Copy out the entries below precisely; nothing is to be omitted.

[Stored data]
::::::

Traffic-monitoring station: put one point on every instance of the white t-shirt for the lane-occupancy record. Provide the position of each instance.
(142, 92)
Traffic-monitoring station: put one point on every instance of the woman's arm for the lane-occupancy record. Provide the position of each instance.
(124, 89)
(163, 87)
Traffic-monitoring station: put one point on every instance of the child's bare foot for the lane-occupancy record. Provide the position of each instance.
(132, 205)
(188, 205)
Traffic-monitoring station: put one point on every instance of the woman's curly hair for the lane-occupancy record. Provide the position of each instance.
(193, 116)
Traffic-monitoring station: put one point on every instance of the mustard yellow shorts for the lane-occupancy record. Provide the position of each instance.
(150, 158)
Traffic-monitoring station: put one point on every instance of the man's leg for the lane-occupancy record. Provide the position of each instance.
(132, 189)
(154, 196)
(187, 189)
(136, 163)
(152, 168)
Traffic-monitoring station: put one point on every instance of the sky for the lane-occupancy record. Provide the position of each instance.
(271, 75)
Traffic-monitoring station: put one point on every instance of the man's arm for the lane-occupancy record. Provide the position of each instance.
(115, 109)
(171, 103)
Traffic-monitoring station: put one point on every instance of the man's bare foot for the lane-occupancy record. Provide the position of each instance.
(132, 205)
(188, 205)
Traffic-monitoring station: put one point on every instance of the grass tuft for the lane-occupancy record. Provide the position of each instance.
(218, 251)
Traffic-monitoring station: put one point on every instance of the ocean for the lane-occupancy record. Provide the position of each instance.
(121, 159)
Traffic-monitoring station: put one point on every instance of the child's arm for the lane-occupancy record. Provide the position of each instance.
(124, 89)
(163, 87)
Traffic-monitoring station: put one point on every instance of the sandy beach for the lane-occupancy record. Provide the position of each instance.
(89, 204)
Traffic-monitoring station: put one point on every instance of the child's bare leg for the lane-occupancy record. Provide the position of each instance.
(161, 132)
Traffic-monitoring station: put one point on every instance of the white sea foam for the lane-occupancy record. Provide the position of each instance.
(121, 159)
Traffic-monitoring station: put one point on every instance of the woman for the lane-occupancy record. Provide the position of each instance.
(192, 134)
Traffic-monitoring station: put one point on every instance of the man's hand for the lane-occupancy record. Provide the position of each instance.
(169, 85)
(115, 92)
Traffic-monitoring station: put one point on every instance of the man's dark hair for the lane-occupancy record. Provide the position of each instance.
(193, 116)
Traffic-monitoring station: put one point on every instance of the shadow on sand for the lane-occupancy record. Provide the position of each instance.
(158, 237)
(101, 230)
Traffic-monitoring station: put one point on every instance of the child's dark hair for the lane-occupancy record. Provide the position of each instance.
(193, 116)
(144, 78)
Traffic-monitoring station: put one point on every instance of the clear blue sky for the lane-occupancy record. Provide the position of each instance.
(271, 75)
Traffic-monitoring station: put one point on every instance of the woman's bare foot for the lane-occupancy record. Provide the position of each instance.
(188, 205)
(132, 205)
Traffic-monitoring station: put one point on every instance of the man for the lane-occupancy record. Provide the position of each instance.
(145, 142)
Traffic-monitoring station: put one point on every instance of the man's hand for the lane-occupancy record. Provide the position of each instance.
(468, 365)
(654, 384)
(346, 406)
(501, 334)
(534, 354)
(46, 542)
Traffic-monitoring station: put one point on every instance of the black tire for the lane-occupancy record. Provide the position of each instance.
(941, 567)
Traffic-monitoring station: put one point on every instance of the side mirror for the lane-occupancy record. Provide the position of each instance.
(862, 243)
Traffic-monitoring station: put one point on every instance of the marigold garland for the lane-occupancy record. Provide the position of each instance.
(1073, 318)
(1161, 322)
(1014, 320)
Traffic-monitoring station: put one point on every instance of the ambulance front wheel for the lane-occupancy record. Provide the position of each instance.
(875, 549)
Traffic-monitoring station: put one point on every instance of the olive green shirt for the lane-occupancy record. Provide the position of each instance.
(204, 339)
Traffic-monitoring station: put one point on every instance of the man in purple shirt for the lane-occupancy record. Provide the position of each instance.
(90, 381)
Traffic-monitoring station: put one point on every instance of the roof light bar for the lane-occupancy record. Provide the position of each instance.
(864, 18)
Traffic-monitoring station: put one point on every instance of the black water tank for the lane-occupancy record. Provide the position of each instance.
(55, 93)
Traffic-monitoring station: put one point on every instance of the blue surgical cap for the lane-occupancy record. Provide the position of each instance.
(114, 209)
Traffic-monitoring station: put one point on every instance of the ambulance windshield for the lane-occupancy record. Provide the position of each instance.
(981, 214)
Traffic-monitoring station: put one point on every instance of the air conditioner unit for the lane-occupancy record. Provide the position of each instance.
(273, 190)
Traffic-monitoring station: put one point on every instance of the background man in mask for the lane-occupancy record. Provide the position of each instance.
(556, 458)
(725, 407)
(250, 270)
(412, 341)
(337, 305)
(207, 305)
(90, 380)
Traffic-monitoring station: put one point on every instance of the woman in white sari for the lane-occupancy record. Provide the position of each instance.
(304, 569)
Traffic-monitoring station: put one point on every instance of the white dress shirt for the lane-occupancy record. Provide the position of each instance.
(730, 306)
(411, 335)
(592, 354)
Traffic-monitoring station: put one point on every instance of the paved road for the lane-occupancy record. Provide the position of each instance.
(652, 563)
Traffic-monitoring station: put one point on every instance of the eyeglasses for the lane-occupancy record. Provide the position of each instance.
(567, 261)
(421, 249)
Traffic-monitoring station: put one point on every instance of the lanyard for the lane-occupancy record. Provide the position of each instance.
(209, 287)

::::::

● Output of the task
Traffic-monitoring station: put one point on every instance of the white t-shirt for the lane-occupancy record. Provide the position of each instance.
(142, 92)
Traffic-monitoring station: put one point on every instance of the woman's arm for the lane-occupancy record. Provide the position of each instance.
(124, 89)
(163, 87)
Traffic-monitoring station: put one point on every instance of the child's bare foot for the lane-occupancy record. Provide the position of each instance.
(132, 205)
(188, 205)
Traffic-monitoring station: put one point on every instance of the woman's curly hair for the lane-occupancy record. Provide the position of each instance.
(193, 116)
Traffic-monitoring station: put one point on every instance of the mustard yellow shorts for the lane-occupancy record. Provide the position of each instance.
(150, 158)
Traffic-monitoring station: put one point on every instance of the man's leg for the lane-occupancy record. Provide the position of each instance.
(132, 189)
(154, 196)
(187, 189)
(136, 163)
(152, 168)
Traffic-monitoring station: put one point on every instance of the sky for the lane-occupancy record. Provide the position of each instance.
(271, 75)
Traffic-monitoring station: put one point on every instance of the man's arm for the lane-occupancy record. Provide the position of each instance.
(115, 109)
(171, 103)
Traffic-monitoring station: put one point on every instance of the man's bare foot for the lane-occupancy record. Provide the position of each instance.
(132, 205)
(188, 205)
Traffic-monitoring station: put one point on every instance of the grass tuft for the lane-occupancy record. Provide the position of each instance.
(218, 251)
Traffic-monitoring station: put one point on every instance of the ocean for the lane-occupancy record. Provide the position of each instance.
(121, 159)
Traffic-monitoring station: put one point on every instance of the child's arm for the lane-occupancy record. Provide the position of each instance.
(124, 89)
(163, 87)
Traffic-monitoring station: put one point on every instance of the sandy beach for the lane-occupancy record. Provide the position of each instance.
(89, 204)
Traffic-monitoring station: put one point on every instance of the child's bare leg for the lane-occupancy record. Provide the position of each instance.
(161, 132)
Traffic-monitoring station: put one point on every instance of the white sea foam for the lane-occupancy record. Provide the position of each instance.
(121, 159)
Traffic-monitoring station: put one point on every instance of the woman for the lane-occupancy record. Provide the position of each instance.
(192, 134)
Traffic-monitoring station: put one point on every instance of the man's hand for the lane-occupancy record. Provide the position of each instance.
(169, 85)
(115, 92)
Traffic-monitoring station: put one point on every instance of the man's dark hair for the lane-occupancy record. Provide the position of each instance.
(193, 116)
Traffic-monitoring station: put one point on every instance of the shadow on sand for the lane-occupancy record. Provide the position of each instance.
(158, 237)
(101, 230)
Traffic-monitoring station: put one point on every instance of the child's dark hair for the lane-occupancy record. Provide the position of each instance.
(193, 116)
(144, 78)
Traffic-monitoring station: put one point on every instance of the clear blue sky for the lane-occupancy record. Provide the position of each instance.
(271, 75)
Traffic-monitoring station: put one point on every instance of the woman's bare foot for the lane-occupancy record. Provide the position of each instance.
(188, 205)
(132, 205)
Traffic-monitoring station: put one point on every instance of the man for the lane-occupancy record. Provide the position of each instance.
(145, 142)
Traffic-monitoring station: put one point on every instance of the man's hand for the lane-occupancy record. Provide the position of each instance.
(468, 365)
(654, 384)
(346, 406)
(501, 334)
(534, 354)
(46, 542)
Traffic-monitoring station: put one point on every instance of the black tire for the lane-occupancy record. Provide the position of each instance.
(941, 567)
Traffic-monitoring station: put one point on every instance of the side mirror for the lane-occupancy record. Provide the position of each instance.
(862, 243)
Traffic-monitoring station: put one point on every instance of the marigold garland for the lane-occupancy record. Provide the position of each instance.
(1073, 318)
(1161, 322)
(1014, 320)
Traffic-monitoring station: put one point on every instance of the ambulance front wheel for the lane-occupancy record. Provide the position of each instance.
(875, 549)
Traffic-monitoring station: put one point on every instance of the olive green shirt for the lane-occupancy record. Provide the position of each instance.
(204, 339)
Traffic-monitoring station: put one point on every instance of the man in purple shirt for the lane-occupancy record. Provide the position of each instance.
(90, 381)
Traffic-monitoring station: put one point on every instance of the roof light bar for the lane-occupancy record. Provide the position of each instance.
(864, 18)
Traffic-monitoring station: put one point on every instance of the black water tank for the lane-occupancy record. Provide the position of each instance.
(55, 93)
Traffic-monitoring station: put one point on every instance of the blue surgical cap for the lane-occupancy record. Provide the position of each instance.
(114, 209)
Traffic-monitoring station: put one point on every instance of the ambulance windshield for the lane-occupancy record. Provide the position of each instance.
(981, 214)
Traffic-monitoring station: put one point on every instance of the air conditioner unit for the lane-occupancy record. Provide the position of each instance.
(273, 190)
Traffic-monitoring station: put one point on every instance of the background man in mask for the lane-occupancy record. Provide the position of each instance.
(556, 458)
(725, 407)
(250, 270)
(412, 341)
(337, 305)
(207, 305)
(90, 380)
Traffic-monitoring station: put one point on every instance of the woman in white sari for the lane-occupancy record. Provide the position of each instance.
(304, 569)
Traffic-monitoring station: put one point on every instance of the white dress shirt for the lane-occupancy record. Provide the position of each instance.
(730, 306)
(411, 335)
(592, 354)
Traffic-monitoring station: put one point on every instance of the paved road for the lane-occupancy record. Provide the position of each instance.
(652, 563)
Traffic-monitoring station: put one point on every instance of the eyeglasses for the lane-occupancy record. Provide the position of each instance.
(567, 261)
(421, 249)
Traffic-monitoring station: put one point on every instance of the lanyard for the lane-occupancy record. Provide the position of each instance.
(209, 287)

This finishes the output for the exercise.